→ **BRIEF**
Reproduce the material below word for word, starting at its first line and ending with the line that contains "column 49, row 76". Include both of those lines and nothing after the second.

::: SUPPLIED INFORMATION :::

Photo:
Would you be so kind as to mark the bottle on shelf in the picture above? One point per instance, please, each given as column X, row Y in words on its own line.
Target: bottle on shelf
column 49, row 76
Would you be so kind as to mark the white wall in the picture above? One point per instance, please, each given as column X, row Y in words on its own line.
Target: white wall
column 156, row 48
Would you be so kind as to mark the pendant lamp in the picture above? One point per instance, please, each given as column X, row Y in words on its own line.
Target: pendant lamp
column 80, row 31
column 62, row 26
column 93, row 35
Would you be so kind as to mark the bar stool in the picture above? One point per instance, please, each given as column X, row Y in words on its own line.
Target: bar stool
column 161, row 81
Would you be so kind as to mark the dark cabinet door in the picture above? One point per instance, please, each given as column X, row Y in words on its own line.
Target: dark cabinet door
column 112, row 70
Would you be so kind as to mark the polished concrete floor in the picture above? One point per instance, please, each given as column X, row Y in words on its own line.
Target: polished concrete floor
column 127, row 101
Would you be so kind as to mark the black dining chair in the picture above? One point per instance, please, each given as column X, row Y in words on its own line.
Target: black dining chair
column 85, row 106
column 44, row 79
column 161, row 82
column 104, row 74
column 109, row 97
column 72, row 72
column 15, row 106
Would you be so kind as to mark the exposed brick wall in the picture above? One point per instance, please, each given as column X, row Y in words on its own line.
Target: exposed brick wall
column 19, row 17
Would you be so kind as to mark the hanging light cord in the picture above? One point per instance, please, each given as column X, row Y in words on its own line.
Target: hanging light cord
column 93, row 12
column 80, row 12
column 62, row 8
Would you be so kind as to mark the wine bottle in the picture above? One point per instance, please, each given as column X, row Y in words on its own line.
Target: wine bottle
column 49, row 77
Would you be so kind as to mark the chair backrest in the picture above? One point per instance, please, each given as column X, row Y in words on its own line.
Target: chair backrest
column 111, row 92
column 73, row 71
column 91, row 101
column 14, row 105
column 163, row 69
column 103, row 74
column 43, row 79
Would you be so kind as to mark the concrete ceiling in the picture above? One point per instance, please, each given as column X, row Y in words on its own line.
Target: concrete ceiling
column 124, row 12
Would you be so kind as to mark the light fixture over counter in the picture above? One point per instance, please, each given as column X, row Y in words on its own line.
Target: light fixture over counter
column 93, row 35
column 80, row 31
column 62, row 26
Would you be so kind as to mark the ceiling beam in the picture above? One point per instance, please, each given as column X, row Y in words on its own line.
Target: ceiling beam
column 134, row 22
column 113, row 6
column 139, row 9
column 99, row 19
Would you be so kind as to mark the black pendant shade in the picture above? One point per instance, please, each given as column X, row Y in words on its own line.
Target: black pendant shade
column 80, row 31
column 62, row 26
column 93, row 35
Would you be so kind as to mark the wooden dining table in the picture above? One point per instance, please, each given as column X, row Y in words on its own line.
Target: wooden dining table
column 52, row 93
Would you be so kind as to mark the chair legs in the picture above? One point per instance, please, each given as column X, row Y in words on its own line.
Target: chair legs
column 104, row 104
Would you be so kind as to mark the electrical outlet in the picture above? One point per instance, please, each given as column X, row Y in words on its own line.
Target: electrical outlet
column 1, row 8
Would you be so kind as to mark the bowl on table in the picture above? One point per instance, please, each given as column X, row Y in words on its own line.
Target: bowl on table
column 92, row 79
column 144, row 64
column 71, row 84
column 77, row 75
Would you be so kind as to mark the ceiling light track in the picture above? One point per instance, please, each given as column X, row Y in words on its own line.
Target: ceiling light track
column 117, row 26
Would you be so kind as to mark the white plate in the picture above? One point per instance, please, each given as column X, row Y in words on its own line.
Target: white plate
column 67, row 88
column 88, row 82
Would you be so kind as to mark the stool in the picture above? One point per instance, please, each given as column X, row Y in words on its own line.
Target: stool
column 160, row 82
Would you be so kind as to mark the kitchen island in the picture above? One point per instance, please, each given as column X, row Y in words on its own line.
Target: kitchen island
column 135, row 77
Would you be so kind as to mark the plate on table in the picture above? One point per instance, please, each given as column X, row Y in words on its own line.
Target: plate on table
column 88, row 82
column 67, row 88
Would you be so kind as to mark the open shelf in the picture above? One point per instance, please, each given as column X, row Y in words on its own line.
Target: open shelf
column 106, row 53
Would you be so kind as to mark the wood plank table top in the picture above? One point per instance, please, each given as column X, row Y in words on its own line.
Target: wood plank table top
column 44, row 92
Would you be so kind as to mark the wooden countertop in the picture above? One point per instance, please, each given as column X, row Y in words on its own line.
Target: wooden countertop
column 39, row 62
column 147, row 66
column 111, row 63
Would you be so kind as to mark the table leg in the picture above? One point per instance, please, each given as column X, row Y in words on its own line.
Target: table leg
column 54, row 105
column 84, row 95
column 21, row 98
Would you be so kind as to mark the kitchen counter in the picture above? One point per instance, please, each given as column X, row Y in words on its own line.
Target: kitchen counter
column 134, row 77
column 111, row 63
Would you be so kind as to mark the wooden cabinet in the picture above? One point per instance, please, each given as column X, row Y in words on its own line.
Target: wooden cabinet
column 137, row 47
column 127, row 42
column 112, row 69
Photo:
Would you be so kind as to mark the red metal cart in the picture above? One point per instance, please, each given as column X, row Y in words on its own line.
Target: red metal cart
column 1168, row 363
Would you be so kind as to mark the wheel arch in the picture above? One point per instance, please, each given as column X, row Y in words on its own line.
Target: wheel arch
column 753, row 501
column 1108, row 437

:::

→ **RESULT FOR THIS EXERCISE**
Photo:
Would you be so kind as to mark the bottle on shelf in the picture above? One point per instance, please, each given as column X, row Y in words on its own line.
Target: bottle on shelf
column 49, row 76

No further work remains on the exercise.